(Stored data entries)
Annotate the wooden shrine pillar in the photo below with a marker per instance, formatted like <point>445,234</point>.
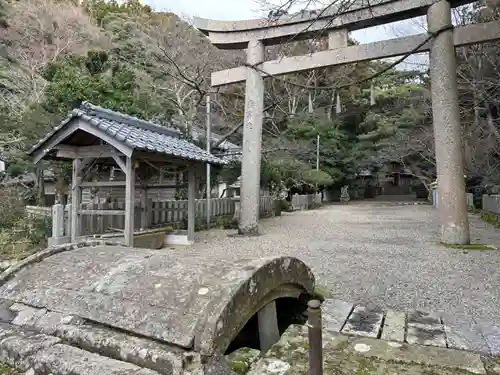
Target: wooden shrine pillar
<point>129,201</point>
<point>76,199</point>
<point>191,202</point>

▶ **Exercise brief**
Please rescale the material above by writing out every line again, requests included, with each point coordinate in the answers multiplied by 1.75 and rounded to a whole number, halves rounding up. Leave the pictures out of your answer.

▶ **Response for this exercise**
Annotate the wooden shrine pillar in the photo below with a marker per instance, formatted like <point>445,234</point>.
Target: wooden shrine pillar
<point>226,352</point>
<point>133,348</point>
<point>334,354</point>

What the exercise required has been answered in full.